* [Data listing]
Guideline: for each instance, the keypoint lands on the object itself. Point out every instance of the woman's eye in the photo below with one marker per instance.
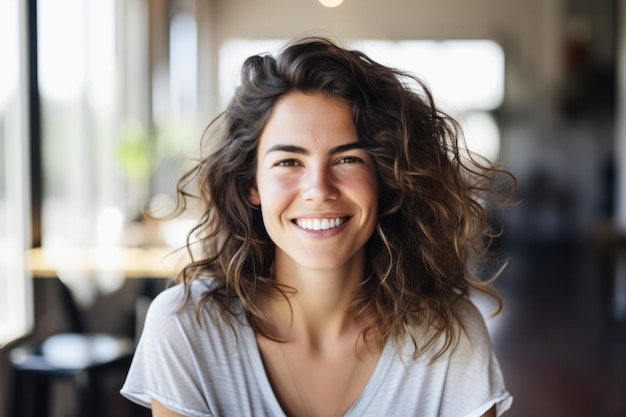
(350, 160)
(287, 163)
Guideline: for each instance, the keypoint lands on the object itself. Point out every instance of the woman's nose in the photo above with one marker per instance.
(318, 184)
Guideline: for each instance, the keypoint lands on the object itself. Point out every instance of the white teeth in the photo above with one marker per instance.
(320, 224)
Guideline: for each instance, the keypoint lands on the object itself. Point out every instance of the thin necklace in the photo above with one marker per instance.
(304, 404)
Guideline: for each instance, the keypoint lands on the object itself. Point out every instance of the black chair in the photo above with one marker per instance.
(81, 357)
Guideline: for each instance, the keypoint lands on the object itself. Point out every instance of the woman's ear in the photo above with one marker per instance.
(253, 195)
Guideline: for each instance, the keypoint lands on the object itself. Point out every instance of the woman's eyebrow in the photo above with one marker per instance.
(288, 148)
(303, 151)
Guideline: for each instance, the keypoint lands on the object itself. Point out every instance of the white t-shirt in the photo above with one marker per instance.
(204, 368)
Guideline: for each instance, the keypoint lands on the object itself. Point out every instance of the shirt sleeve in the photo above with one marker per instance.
(163, 366)
(474, 382)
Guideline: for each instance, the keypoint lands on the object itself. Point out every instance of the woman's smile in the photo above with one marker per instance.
(316, 185)
(320, 223)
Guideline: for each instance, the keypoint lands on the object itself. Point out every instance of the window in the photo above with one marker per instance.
(15, 284)
(466, 77)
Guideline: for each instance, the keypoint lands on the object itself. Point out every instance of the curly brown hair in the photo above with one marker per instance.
(434, 221)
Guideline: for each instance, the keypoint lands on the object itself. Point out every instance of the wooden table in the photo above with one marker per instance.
(154, 262)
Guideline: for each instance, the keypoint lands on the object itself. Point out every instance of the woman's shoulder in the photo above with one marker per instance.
(181, 301)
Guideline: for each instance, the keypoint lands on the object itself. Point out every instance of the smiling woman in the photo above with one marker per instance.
(341, 216)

* [Task instructions]
Please reproduce all the material exactly. Pictures stay out of the copy.

* [Exercise solution]
Guideline: for each instance, the keypoint lands on the object itself. Point out every instance of the woman's eye in the photo below with one marker per instance.
(350, 160)
(287, 163)
Guideline: for each instance, the keypoint lands on the object itself. Point out every instance of the woman's nose in the photo above with one marker per instance.
(318, 184)
Guideline: for each instance, the keypoint lands on the object itself. Point out every instance of the white teeth in the photo above with one marker per instance.
(320, 224)
Guideline: for each instance, the keypoint lands on the object itself. Point out every instance of the thin necklace in the photo above with one marker per instance.
(304, 404)
Guideline: for each instance, the keypoint lands on the object itself. Point out every instance of the black chair in the photo above with one marker per instance.
(81, 357)
Guideline: for each instance, the keypoint lands on the object itself. Point out every instance of the woman's ear in the photo above with one marker per instance.
(253, 195)
Guideline: for each instance, the keypoint lands on the object itself. Point out every instance of the woman's eyebrow in the photo above with one marker per instance.
(288, 148)
(303, 151)
Guideline: for each instance, the keypoint lands on the object itself. Point out every instance of the white t-shirt in the photo above with one marker per instance.
(204, 368)
Guideline: for each instance, the keypoint lands on the object itself. Point out every instance of the shirt sleeve in the photo above with one marker per instance.
(163, 366)
(474, 382)
Guideline: for each instance, the keypoint lands on the object itself. Point out every instance of the woman's smile in the photo above with one marker per instance.
(316, 185)
(320, 223)
Guideline: for each instance, the keypoint lands on the object itself. Point out every instance of the window in the photo above with one marker per instance.
(15, 284)
(466, 77)
Guideline: for each instance, the keypoint lands on the object itself. Point out every instance of the curly brown hair in the photo above with one marker per instance.
(434, 221)
Guideline: for each instance, the keypoint lands on the object itself. Point out every instance of the wooden table in the photo above with one marker per instance.
(154, 262)
Guideline: for each instance, the keypoint lands on the object itself. Point out every instance of the woman's shoulder in the photo above with one marker per instance.
(181, 301)
Guideline: for each instance, the keypoint lands on the object itself. Point out every instance of the smiling woman in the photo above with one marker per instance.
(341, 216)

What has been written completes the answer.